# PROBLEM DESCRIPTION
Report each line in the rows below that contains the string "rule".

# PROVIDED ENTRIES
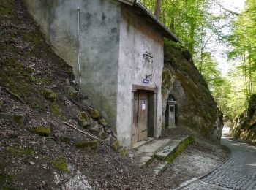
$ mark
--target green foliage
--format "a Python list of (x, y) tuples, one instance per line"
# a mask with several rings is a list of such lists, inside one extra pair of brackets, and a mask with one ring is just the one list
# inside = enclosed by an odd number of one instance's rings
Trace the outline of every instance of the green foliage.
[[(233, 33), (229, 37), (232, 50), (229, 58), (238, 62), (230, 78), (233, 94), (230, 103), (233, 116), (248, 107), (250, 96), (256, 88), (256, 1), (247, 0), (244, 11), (233, 22)], [(238, 98), (239, 97), (239, 98)], [(240, 113), (238, 113), (238, 110)]]

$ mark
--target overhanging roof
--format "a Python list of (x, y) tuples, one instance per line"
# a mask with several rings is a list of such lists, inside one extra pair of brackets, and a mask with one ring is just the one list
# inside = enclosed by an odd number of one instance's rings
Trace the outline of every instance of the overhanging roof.
[(181, 43), (181, 41), (167, 28), (166, 26), (158, 19), (150, 10), (148, 10), (139, 0), (118, 0), (123, 3), (135, 7), (148, 18), (153, 24), (156, 24), (157, 28), (162, 31), (165, 37), (167, 37), (176, 42)]

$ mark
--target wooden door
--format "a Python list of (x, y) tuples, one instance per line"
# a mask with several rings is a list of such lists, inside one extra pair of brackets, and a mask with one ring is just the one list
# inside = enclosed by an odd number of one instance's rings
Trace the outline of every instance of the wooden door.
[(146, 91), (139, 92), (138, 141), (148, 138), (148, 96)]
[(148, 95), (146, 91), (134, 93), (132, 142), (148, 138)]
[(138, 142), (138, 92), (134, 93), (133, 96), (133, 121), (132, 121), (132, 143)]

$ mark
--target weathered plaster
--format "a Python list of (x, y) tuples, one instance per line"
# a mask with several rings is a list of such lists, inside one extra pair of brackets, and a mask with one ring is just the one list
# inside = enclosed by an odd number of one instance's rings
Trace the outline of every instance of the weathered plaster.
[(80, 7), (80, 62), (82, 91), (116, 126), (121, 2), (111, 0), (26, 0), (56, 53), (73, 67), (79, 83), (77, 57)]
[[(131, 6), (111, 0), (25, 0), (55, 52), (73, 67), (77, 57), (80, 7), (82, 91), (108, 118), (121, 145), (132, 145), (132, 85), (157, 87), (154, 137), (161, 134), (162, 32)], [(153, 63), (143, 53), (150, 53)], [(143, 83), (152, 74), (149, 84)]]
[[(121, 6), (120, 26), (119, 65), (116, 121), (118, 138), (123, 145), (132, 143), (132, 86), (157, 86), (155, 137), (161, 134), (162, 122), (162, 72), (163, 67), (163, 38), (145, 20), (131, 11), (130, 7)], [(150, 52), (153, 63), (143, 58)], [(146, 75), (153, 74), (149, 84), (143, 83)]]

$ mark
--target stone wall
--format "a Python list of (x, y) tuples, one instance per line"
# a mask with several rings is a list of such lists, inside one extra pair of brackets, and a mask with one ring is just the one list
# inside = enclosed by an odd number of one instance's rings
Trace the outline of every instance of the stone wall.
[[(223, 126), (222, 113), (194, 65), (191, 55), (181, 48), (165, 44), (164, 63), (163, 118), (170, 94), (177, 101), (178, 126), (187, 126), (198, 136), (219, 142)], [(164, 126), (165, 120), (162, 121)]]
[(111, 0), (26, 0), (47, 42), (72, 66), (79, 83), (77, 55), (80, 7), (82, 91), (91, 96), (116, 129), (117, 73), (121, 3)]
[(235, 139), (256, 145), (256, 94), (251, 96), (248, 110), (233, 121), (230, 133)]

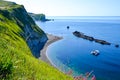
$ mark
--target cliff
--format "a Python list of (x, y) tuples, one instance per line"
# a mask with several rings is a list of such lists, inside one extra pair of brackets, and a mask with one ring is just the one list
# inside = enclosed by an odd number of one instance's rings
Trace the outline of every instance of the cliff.
[(71, 80), (35, 58), (46, 41), (22, 5), (0, 1), (0, 80)]
[(34, 20), (36, 21), (50, 21), (51, 19), (46, 19), (45, 14), (34, 14), (34, 13), (28, 13)]

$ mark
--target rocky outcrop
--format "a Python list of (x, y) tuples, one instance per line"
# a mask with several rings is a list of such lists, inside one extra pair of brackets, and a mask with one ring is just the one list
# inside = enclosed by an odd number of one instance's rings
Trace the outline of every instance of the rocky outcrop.
[(16, 5), (15, 3), (10, 4), (10, 6), (13, 5), (14, 8), (5, 7), (4, 9), (0, 9), (0, 12), (21, 28), (20, 36), (26, 41), (33, 55), (38, 58), (40, 57), (40, 50), (43, 48), (48, 38), (28, 15), (24, 6)]
[(110, 42), (107, 42), (105, 40), (95, 39), (94, 37), (87, 36), (84, 33), (81, 33), (81, 32), (78, 32), (78, 31), (73, 32), (73, 35), (75, 35), (75, 36), (77, 36), (79, 38), (83, 38), (83, 39), (89, 40), (89, 41), (94, 41), (96, 43), (100, 43), (102, 45), (111, 45)]

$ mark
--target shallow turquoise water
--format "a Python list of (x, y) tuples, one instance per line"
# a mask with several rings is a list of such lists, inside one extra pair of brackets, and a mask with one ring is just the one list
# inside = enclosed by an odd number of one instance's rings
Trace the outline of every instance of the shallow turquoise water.
[[(51, 44), (47, 56), (59, 69), (67, 71), (70, 68), (74, 75), (93, 70), (96, 77), (102, 80), (120, 80), (120, 19), (55, 19), (50, 22), (36, 22), (45, 32), (63, 39)], [(67, 30), (66, 26), (70, 26)], [(75, 37), (75, 30), (103, 39), (112, 45), (101, 45)], [(99, 56), (90, 54), (98, 49)], [(64, 64), (65, 66), (63, 66)]]

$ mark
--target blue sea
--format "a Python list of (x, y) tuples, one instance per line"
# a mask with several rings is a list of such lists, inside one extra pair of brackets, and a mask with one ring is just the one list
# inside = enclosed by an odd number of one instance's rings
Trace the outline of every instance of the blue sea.
[[(36, 23), (46, 33), (63, 37), (47, 49), (47, 57), (55, 67), (64, 72), (73, 70), (74, 76), (93, 70), (97, 80), (120, 80), (120, 47), (115, 47), (120, 45), (119, 16), (48, 18), (54, 21)], [(112, 44), (101, 45), (78, 38), (72, 34), (76, 30)], [(100, 55), (91, 55), (93, 50), (99, 50)]]

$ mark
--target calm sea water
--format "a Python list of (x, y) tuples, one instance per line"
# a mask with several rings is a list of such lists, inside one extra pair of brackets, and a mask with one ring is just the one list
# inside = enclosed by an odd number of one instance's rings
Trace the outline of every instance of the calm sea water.
[[(36, 22), (46, 33), (62, 36), (63, 39), (47, 49), (50, 61), (62, 71), (72, 69), (73, 75), (93, 70), (97, 80), (120, 80), (120, 17), (49, 17), (48, 22)], [(67, 30), (66, 27), (70, 26)], [(75, 37), (72, 32), (83, 32), (97, 39), (111, 42), (101, 45)], [(99, 50), (99, 56), (90, 54)]]

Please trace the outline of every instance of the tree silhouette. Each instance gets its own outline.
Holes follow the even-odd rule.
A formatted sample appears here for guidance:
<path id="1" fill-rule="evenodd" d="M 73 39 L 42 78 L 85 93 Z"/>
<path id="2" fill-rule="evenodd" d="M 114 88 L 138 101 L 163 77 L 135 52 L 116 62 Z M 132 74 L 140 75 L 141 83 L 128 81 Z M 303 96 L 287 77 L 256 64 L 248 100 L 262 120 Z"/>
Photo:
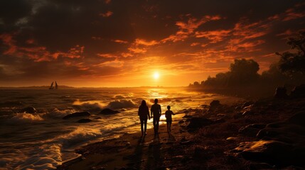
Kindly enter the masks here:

# RESULT
Holes follow the even-odd rule.
<path id="1" fill-rule="evenodd" d="M 73 39 L 42 78 L 85 93 Z"/>
<path id="2" fill-rule="evenodd" d="M 114 88 L 138 101 L 163 77 L 135 52 L 116 62 Z M 132 74 L 140 75 L 141 83 L 128 81 Z M 303 96 L 287 77 L 256 64 L 248 100 L 262 120 Z"/>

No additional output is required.